Nothing but the lines from the one with "Can you find the woman's hand" through the final line of the listing should appear in the answer, each copied exactly.

::::

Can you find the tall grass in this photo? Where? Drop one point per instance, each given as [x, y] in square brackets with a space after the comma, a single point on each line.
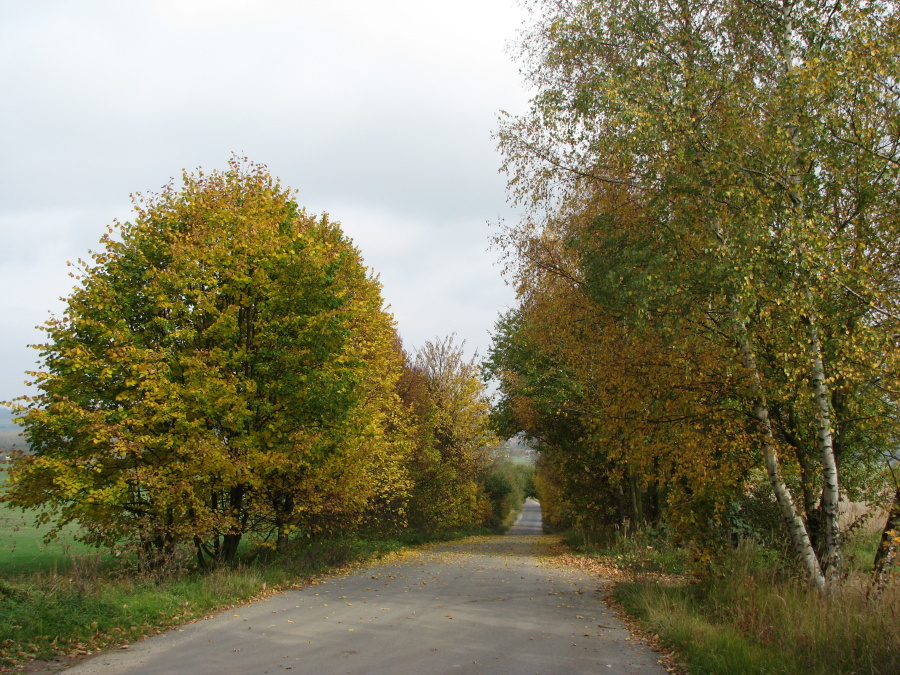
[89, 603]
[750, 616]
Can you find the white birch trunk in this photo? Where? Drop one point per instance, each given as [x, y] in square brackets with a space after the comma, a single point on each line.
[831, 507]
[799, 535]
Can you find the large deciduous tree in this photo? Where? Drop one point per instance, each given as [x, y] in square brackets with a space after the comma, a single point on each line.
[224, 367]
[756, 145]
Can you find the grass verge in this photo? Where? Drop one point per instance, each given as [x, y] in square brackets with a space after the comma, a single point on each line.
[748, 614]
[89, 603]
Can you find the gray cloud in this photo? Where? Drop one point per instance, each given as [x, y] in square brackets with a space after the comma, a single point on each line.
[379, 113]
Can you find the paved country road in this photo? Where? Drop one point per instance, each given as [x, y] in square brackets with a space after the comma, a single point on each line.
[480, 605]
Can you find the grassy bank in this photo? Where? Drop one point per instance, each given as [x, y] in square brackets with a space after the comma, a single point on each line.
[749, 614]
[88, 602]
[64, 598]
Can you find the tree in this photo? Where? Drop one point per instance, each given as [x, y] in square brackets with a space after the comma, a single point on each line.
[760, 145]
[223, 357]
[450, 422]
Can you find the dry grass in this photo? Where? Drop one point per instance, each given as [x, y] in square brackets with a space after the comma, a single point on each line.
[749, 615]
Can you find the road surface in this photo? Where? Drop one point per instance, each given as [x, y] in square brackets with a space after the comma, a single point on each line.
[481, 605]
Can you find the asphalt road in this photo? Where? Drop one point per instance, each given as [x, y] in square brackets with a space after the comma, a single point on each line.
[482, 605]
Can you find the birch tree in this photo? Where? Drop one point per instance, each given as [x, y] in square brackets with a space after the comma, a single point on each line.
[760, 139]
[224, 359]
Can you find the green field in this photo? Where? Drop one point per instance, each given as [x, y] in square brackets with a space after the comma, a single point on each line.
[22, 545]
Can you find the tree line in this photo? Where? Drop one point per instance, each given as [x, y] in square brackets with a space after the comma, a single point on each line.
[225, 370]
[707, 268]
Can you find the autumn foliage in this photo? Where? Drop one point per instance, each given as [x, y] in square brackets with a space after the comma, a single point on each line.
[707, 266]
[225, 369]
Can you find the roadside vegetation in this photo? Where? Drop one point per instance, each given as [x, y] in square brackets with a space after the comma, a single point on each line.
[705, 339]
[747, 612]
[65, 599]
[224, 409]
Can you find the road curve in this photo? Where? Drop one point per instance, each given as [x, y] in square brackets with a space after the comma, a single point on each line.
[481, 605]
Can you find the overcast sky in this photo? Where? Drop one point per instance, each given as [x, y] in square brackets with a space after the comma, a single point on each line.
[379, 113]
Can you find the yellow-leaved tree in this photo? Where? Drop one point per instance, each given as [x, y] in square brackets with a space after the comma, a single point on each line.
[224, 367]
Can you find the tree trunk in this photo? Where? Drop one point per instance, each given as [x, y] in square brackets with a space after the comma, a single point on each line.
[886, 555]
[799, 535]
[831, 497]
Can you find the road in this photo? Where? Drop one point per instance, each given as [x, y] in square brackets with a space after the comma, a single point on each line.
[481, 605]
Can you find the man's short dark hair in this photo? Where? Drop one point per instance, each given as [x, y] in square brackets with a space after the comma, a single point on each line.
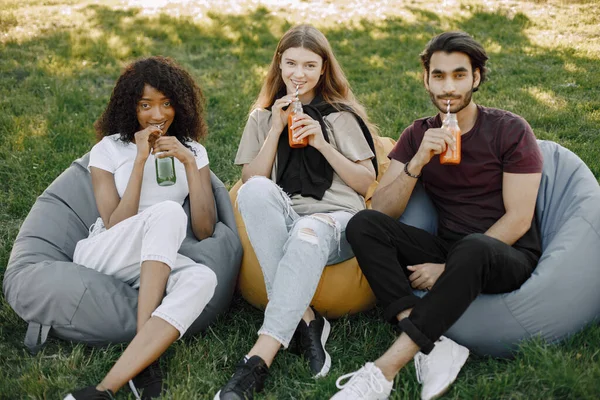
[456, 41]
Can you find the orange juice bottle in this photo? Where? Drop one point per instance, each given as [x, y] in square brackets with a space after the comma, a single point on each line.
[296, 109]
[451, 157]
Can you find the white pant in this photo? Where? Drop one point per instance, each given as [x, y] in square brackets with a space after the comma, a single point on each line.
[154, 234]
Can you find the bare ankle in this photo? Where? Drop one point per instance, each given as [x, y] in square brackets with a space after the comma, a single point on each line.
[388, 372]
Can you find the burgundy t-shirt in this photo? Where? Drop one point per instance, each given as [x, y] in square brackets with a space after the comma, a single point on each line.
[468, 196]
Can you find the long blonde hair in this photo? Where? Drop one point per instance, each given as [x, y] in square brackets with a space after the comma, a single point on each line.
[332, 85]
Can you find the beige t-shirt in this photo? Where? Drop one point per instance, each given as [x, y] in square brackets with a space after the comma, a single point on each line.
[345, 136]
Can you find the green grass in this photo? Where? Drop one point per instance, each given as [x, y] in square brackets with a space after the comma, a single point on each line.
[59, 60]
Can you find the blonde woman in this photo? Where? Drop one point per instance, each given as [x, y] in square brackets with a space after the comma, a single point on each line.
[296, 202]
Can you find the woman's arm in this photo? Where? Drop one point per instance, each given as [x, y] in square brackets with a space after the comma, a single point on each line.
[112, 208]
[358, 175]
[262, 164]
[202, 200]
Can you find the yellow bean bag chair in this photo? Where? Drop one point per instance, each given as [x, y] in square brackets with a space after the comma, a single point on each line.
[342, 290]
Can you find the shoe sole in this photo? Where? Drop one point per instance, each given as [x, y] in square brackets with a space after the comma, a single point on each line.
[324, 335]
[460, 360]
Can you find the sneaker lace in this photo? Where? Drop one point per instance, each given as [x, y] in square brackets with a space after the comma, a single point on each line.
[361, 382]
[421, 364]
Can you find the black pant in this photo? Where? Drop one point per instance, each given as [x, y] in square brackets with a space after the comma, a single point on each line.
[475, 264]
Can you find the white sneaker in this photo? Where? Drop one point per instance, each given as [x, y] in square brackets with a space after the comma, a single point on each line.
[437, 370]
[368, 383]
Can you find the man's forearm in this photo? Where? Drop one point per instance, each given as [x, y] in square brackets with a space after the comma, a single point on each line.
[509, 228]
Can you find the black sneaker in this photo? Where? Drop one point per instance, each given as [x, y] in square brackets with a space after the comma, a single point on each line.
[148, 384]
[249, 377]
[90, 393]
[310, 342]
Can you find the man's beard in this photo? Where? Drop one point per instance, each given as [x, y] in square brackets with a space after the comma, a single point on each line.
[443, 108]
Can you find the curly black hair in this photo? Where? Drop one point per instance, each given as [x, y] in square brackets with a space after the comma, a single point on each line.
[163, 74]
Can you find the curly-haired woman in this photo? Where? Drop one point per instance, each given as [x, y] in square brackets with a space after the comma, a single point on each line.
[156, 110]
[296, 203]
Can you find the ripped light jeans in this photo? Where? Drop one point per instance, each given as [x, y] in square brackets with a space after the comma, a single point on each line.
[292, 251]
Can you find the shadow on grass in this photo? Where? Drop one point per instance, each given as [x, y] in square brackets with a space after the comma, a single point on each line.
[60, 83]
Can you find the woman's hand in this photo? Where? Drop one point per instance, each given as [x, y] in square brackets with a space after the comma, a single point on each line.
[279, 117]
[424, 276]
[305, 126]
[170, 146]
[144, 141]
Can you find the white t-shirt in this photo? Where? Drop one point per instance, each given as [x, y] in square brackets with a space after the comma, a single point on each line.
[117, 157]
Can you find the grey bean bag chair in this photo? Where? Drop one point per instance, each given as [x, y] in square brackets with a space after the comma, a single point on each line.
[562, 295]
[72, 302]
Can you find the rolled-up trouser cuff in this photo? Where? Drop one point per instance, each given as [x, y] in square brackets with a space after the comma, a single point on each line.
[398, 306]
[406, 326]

::::

**RESULT OF THIS EXERCISE**.
Can you find the woman's hand in this photo? Where? Drop one point per instance, each given as [x, y] in square brackets with a space after the comma, a single point on each line.
[279, 117]
[424, 276]
[305, 126]
[170, 146]
[144, 141]
Can you find the white t-shirt in this photo? Where? Drop one point per instance, each given as [x, y] in square brackets with a space after the comma, a single point on each line.
[117, 157]
Can you find the grey bean bag chair in this photo? Where? Drop one point per instance, each given as [x, y] in square brackets with a space after the comma, a single point on each line.
[562, 295]
[72, 302]
Can you find the rolled-up trouser cuff in this photo? Where? Drop one point per instance, each given as [x, y] in square brackets with a space after the comma, a single point on each line.
[398, 306]
[406, 326]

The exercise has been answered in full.